Search through the entries for the word "sleeve" and copy every line that has it.

[Data records]
--- --- ---

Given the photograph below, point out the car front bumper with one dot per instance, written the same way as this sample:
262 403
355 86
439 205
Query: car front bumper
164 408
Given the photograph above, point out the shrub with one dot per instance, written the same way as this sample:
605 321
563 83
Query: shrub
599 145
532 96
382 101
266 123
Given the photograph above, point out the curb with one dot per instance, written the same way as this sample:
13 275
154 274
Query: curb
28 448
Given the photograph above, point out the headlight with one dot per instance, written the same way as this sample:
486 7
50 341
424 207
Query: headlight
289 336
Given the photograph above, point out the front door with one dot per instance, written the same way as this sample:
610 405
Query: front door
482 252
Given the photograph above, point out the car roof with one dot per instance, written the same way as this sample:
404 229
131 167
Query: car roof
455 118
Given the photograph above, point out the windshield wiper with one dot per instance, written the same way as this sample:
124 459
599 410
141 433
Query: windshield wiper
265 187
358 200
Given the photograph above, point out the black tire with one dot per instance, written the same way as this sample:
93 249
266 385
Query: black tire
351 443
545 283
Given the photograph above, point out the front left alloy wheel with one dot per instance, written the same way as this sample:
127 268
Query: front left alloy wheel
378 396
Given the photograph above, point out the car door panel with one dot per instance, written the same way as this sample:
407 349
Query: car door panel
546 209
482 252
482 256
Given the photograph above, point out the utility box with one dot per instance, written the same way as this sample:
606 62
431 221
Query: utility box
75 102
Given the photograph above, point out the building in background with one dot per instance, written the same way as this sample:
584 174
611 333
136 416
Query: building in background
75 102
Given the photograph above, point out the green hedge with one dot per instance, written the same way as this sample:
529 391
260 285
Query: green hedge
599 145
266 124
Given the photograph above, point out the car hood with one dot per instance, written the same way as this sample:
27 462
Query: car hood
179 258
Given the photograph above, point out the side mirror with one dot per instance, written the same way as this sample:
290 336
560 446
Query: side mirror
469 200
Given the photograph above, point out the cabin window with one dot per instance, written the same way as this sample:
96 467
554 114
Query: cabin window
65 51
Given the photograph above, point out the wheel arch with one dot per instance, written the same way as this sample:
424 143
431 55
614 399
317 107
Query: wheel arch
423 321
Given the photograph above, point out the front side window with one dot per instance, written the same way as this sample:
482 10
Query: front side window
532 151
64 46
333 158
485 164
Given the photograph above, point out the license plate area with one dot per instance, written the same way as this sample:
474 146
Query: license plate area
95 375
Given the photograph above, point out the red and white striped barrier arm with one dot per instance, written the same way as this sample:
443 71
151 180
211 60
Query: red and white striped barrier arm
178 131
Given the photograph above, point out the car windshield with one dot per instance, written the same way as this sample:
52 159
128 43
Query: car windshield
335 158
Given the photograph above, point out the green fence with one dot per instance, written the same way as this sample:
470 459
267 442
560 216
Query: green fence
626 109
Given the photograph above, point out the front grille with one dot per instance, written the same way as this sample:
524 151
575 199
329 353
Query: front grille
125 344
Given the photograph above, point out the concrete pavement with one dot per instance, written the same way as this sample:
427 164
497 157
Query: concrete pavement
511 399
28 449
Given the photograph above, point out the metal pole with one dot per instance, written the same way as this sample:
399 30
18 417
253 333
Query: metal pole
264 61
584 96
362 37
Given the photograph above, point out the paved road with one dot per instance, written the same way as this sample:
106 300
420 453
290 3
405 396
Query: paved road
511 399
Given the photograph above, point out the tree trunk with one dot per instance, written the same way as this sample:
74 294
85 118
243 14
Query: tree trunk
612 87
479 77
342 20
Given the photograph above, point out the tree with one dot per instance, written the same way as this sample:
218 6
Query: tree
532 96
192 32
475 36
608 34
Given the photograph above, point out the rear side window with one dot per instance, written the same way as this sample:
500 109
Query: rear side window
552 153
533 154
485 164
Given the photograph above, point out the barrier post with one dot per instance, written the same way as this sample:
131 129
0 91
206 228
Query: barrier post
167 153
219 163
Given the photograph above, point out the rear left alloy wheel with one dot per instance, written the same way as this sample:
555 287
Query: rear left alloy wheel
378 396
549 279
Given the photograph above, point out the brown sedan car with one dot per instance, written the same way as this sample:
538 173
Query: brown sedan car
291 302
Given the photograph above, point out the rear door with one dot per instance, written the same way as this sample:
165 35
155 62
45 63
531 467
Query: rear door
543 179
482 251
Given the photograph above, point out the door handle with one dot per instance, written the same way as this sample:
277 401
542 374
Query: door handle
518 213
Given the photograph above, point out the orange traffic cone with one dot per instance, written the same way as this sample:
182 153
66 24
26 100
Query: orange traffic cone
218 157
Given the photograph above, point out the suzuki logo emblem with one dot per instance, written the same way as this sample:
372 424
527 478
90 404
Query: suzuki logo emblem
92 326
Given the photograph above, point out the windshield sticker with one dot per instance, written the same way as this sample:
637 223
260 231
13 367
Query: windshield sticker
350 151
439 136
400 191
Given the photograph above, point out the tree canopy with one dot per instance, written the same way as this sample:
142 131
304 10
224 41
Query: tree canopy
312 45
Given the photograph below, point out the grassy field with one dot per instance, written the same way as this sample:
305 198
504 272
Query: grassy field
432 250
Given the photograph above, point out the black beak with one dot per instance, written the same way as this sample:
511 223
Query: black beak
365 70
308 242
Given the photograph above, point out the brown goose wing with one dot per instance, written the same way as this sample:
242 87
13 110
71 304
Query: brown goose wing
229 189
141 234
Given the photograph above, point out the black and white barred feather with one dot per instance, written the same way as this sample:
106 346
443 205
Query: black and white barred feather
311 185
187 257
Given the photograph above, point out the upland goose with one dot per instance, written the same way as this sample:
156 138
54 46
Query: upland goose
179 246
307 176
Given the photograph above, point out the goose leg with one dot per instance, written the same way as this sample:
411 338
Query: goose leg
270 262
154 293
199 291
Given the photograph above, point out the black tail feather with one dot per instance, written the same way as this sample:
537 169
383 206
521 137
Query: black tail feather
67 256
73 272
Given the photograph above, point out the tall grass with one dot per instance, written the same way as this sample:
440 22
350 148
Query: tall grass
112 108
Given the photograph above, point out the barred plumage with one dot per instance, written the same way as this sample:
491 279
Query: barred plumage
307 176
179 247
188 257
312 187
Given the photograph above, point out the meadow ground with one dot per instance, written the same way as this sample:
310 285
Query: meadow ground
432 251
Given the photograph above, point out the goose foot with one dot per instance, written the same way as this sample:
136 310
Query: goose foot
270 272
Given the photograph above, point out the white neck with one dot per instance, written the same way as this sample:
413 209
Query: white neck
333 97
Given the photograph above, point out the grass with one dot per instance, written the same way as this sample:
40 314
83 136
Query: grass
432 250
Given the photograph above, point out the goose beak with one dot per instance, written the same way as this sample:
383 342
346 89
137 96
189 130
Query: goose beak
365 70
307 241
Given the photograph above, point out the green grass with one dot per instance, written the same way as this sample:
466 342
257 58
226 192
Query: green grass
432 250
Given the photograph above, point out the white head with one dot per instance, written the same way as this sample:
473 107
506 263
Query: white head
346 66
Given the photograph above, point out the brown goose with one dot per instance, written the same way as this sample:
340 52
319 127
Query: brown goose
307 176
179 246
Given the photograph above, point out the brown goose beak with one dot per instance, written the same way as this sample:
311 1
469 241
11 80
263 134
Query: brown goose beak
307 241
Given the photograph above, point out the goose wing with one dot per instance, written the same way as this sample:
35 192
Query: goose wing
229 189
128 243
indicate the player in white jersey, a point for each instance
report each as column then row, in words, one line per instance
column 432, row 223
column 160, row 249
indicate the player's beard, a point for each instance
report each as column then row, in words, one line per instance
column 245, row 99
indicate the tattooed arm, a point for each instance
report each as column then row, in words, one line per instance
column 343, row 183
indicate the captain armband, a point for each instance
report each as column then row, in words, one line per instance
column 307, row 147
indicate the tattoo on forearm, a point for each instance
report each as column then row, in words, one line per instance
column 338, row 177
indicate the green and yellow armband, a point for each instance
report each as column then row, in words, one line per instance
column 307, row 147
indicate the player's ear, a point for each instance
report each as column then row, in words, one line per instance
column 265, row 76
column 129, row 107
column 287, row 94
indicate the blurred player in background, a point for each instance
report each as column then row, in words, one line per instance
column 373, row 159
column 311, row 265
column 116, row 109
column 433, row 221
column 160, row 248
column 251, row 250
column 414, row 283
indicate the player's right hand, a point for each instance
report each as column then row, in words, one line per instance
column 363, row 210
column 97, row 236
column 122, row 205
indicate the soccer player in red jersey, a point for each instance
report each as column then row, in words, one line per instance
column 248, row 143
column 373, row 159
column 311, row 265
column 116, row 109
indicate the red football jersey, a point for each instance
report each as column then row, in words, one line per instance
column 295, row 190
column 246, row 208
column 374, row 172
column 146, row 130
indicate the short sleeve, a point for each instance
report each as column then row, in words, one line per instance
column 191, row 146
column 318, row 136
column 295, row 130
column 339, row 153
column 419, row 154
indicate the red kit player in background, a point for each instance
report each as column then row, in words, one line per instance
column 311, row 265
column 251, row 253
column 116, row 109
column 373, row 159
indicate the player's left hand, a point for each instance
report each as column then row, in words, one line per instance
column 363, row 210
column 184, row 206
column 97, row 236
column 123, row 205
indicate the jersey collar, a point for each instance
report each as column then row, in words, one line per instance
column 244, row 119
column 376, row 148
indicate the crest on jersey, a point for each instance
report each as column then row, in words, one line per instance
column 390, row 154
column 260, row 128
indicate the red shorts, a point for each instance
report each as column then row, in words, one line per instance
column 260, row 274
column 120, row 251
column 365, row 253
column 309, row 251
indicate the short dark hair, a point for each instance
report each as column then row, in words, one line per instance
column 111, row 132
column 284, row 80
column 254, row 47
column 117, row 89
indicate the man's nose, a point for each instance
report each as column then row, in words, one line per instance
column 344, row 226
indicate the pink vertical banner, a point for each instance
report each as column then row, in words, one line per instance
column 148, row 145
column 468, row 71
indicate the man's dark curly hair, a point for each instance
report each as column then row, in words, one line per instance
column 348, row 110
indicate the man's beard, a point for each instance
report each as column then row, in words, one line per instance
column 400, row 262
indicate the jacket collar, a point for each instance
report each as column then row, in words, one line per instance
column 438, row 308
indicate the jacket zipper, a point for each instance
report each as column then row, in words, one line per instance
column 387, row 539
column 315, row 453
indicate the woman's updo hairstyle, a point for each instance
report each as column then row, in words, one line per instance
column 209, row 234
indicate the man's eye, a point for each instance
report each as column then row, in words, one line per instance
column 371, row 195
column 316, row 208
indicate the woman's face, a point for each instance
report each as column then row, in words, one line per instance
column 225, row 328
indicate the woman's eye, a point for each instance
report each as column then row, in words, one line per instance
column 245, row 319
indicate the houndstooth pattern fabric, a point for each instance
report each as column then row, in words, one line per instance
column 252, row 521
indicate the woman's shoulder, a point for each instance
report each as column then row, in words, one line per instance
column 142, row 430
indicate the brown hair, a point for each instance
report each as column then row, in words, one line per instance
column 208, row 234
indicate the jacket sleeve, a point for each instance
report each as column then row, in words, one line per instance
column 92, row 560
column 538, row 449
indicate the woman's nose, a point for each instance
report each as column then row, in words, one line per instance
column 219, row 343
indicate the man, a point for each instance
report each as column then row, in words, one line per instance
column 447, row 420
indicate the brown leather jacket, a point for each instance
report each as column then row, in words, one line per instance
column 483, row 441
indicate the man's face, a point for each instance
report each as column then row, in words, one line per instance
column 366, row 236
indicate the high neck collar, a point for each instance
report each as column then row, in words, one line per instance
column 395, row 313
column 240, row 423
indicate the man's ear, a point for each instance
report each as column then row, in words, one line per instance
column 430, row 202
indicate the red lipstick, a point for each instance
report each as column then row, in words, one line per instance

--- --- ---

## Your solution
indicate the short sleeve, a point for each instance
indicate the jacket sleeve, a point for each instance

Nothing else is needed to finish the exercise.